[Natural language region descriptions]
★ ★ ★

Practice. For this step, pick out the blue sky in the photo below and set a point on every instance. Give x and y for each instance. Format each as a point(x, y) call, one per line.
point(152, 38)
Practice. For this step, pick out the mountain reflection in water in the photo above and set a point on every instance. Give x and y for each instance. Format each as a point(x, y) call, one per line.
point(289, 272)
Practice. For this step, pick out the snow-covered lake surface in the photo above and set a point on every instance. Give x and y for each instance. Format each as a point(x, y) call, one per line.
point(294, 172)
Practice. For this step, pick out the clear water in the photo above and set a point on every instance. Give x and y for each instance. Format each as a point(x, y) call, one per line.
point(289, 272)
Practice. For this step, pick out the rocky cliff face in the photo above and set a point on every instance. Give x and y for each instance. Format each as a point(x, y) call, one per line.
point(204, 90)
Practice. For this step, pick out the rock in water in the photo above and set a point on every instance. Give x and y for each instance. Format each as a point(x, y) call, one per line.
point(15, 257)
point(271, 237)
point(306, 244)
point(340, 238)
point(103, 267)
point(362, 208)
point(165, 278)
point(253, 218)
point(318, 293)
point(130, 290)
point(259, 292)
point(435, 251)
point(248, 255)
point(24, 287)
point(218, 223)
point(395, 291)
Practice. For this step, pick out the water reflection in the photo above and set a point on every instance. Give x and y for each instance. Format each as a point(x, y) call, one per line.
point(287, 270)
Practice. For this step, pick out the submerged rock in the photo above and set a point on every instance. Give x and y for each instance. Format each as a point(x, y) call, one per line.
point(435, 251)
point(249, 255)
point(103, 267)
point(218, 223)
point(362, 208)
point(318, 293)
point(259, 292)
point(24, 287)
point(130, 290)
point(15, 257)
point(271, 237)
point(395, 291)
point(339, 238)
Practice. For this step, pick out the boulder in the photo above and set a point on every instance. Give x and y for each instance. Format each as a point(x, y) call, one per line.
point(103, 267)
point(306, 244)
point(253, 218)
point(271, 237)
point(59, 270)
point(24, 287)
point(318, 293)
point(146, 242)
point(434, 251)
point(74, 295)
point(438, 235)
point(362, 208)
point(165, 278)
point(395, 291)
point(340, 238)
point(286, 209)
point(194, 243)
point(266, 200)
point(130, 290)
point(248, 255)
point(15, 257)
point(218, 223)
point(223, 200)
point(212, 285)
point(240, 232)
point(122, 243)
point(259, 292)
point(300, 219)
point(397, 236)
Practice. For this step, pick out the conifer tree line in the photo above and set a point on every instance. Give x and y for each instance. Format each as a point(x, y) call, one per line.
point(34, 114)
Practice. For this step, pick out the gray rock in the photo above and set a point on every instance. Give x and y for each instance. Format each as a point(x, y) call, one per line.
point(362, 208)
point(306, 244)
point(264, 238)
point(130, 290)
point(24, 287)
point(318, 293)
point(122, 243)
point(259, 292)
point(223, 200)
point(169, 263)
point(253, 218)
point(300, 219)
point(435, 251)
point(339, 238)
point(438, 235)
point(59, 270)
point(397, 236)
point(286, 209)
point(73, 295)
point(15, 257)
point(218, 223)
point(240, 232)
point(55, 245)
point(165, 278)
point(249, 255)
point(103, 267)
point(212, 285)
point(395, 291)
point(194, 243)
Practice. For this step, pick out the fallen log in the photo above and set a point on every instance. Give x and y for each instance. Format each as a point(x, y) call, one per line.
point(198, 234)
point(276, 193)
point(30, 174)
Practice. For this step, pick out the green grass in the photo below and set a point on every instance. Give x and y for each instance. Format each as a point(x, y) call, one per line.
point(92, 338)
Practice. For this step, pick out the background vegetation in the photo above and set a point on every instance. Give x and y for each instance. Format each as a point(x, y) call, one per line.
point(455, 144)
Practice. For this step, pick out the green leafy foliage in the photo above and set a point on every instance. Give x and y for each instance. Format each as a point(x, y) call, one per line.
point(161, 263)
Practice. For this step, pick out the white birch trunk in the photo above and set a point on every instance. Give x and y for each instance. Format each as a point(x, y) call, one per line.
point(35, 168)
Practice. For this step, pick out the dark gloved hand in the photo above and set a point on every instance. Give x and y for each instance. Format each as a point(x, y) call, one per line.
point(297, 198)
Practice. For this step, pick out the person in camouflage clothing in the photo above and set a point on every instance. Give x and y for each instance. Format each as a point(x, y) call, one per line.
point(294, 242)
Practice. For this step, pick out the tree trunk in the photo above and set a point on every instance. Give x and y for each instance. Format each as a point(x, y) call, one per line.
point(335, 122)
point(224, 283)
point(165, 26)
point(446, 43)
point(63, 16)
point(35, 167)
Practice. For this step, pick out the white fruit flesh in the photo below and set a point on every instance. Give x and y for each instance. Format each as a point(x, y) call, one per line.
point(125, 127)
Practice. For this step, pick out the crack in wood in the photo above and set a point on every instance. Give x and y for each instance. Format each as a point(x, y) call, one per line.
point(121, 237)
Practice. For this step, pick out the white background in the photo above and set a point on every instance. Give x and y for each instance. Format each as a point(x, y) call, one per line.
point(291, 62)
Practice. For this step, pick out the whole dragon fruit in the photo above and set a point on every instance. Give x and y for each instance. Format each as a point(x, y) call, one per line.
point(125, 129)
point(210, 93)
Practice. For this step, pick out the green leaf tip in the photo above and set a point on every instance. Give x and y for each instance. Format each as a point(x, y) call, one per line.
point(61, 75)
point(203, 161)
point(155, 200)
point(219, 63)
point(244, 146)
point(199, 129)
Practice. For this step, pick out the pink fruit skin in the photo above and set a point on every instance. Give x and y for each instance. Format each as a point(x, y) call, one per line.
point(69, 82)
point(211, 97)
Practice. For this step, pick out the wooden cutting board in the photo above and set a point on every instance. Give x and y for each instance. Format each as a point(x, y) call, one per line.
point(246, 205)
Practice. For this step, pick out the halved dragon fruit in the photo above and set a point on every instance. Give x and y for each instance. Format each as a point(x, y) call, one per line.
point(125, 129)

★ ★ ★

Work required
What is needed is an exact transcription of all the data.

Response to this exercise
Practice. For this step, pick out the blue sky in the photo below and set a point on every instance. Give x and y for each instance. Format each as a point(x, y) call, one per line.
point(152, 38)
Practice. For this step, pick out the mountain reflection in water in the photo above and set a point on every instance. Give x and y for each instance. Format each as a point(x, y) call, one per line.
point(289, 272)
Practice. For this step, pick out the snow-covered lake surface in the photo above and set a point on every instance. Give x and y for each instance. Format each as a point(x, y) call, one per line.
point(294, 172)
Practice. For this step, pick out the clear water in the photo above and set a point on every instance. Give x and y for each instance. Format each as a point(x, y) call, one per line.
point(289, 272)
Practice. For this step, pick out the rocky cliff face in the photo above and set a point on every instance. Give x and y for each instance. Format each as a point(x, y) call, one per line.
point(204, 90)
Practice. For this step, pick out the rock in water in the photo above and set a point on every instance. Give x and y for each instance. Format each as a point(x, y) call, one per line.
point(15, 257)
point(271, 237)
point(306, 244)
point(340, 238)
point(103, 267)
point(362, 208)
point(165, 278)
point(253, 218)
point(318, 293)
point(130, 290)
point(259, 292)
point(435, 251)
point(248, 255)
point(24, 287)
point(218, 223)
point(395, 291)
Practice. For this step, pick out the water reflection in the photo above and set a point on every instance. Give x and y for each instance. Format each as a point(x, y) call, one per line.
point(287, 270)
Practice. For this step, pick out the submerged rock in the photo above and set a point on every instance. Give x and y for each instance. Format each as a point(x, y) call, one per line.
point(435, 251)
point(249, 255)
point(103, 267)
point(218, 223)
point(362, 208)
point(318, 293)
point(259, 292)
point(24, 287)
point(130, 290)
point(15, 257)
point(271, 237)
point(395, 291)
point(339, 238)
Practice. For this step, pick out the boulder in the photo above and set a point on every instance. Give x and y for each instance. Format each as a point(x, y) call, one per line.
point(103, 267)
point(306, 244)
point(253, 218)
point(271, 237)
point(59, 270)
point(24, 287)
point(318, 293)
point(146, 242)
point(434, 251)
point(74, 295)
point(438, 235)
point(362, 208)
point(165, 278)
point(395, 291)
point(340, 238)
point(286, 209)
point(194, 243)
point(266, 200)
point(130, 290)
point(248, 255)
point(15, 257)
point(218, 223)
point(223, 200)
point(212, 285)
point(240, 232)
point(122, 243)
point(259, 292)
point(300, 219)
point(397, 236)
Practice. For this step, pick out the conifer tree line in the photo above and set a point on every instance. Give x and y for each instance. Format each as a point(x, y) call, one per line.
point(34, 114)
Practice. For this step, pick out the gray rock in the photo above and set a point on every instance. Give x and y for each instance. Format each as a point(x, y) call, one per line.
point(362, 208)
point(306, 244)
point(264, 238)
point(130, 290)
point(24, 287)
point(318, 293)
point(122, 243)
point(259, 292)
point(223, 200)
point(169, 263)
point(253, 218)
point(300, 219)
point(435, 251)
point(339, 238)
point(438, 235)
point(59, 270)
point(397, 236)
point(286, 209)
point(73, 295)
point(15, 257)
point(218, 223)
point(240, 232)
point(55, 245)
point(165, 278)
point(249, 255)
point(103, 267)
point(212, 285)
point(395, 291)
point(194, 243)
Practice. For this step, pick out the fallen log in the photo above and set a point on every instance. Give x and y for each instance. Format each as a point(x, y) call, one per line.
point(198, 234)
point(276, 193)
point(30, 174)
Practice. For this step, pick out the green grass in the photo below and set a point on every instance. Give x and y for each instance. Format each as a point(x, y) call, one per line.
point(92, 338)
Practice. For this step, pick out the background vegetation in the photo above and set a point on every instance. Give x and y for each instance. Format each as a point(x, y) call, one per line.
point(455, 144)
Practice. For this step, pick out the green leafy foliage in the photo above and set a point on every instance. Give x and y for each instance. Format each as a point(x, y) call, one per line.
point(161, 263)
Practice. For this step, pick out the white birch trunk in the photo above and set a point on every instance. Give x and y for each instance. Format each as a point(x, y) call, one per line.
point(35, 168)
Practice. For this step, pick out the dark gloved hand in the photo above and set a point on every instance. Give x and y for each instance. Format each as a point(x, y) call, one per line.
point(297, 198)
Practice. For this step, pick out the person in camouflage clothing in the photo above and set a point on every instance. Give x and y for each instance. Format each as a point(x, y) call, one per line.
point(294, 242)
Practice. For this step, pick out the tree trunk in the photo above and set a point on every instance. Give x and y for each instance. Format each as a point(x, y) call, one per line.
point(335, 122)
point(224, 283)
point(165, 26)
point(446, 43)
point(63, 16)
point(35, 167)
Practice. For this step, pick out the white fruit flesh in the photo below and set a point on every instance. Give x and y for each instance. Format each as a point(x, y) call, one per line.
point(125, 127)
Practice. For this step, pick out the crack in wood in the photo above and set a point on every instance. Give x and y for each instance. Format each as a point(x, y) call, one per line.
point(121, 237)
Practice. For this step, pick out the white background in the photo above and set a point on every instance. Give x and y for each instance. Format each as a point(x, y) call, one per line.
point(291, 62)
Practice. For this step, pick out the whole dragon fruit in the photo above and set a point on every instance. Give x and y for each instance. Format each as a point(x, y) call, one per line.
point(125, 129)
point(210, 93)
Practice. For this step, pick out the green leaf tip in the photo above and set a point on every instance. Give x and y for each instance. Format each as a point(x, y) call, one per line.
point(61, 75)
point(203, 161)
point(155, 200)
point(219, 63)
point(244, 146)
point(199, 129)
Practice. For this step, pick out the pink fruit skin in the photo above and set a point on every instance. Give x and y for each instance. Format each as a point(x, y) call, one per line.
point(69, 82)
point(211, 97)
Practice. For this step, pick out the wooden cutting board in the photo above and set a point on every instance. Give x and y for each instance. Format each as a point(x, y) call, one per line.
point(246, 205)
Practice. For this step, pick out the halved dragon fruit in the photo above and set a point on every instance. Give x and y for each instance. Format each as a point(x, y) call, one per line.
point(125, 129)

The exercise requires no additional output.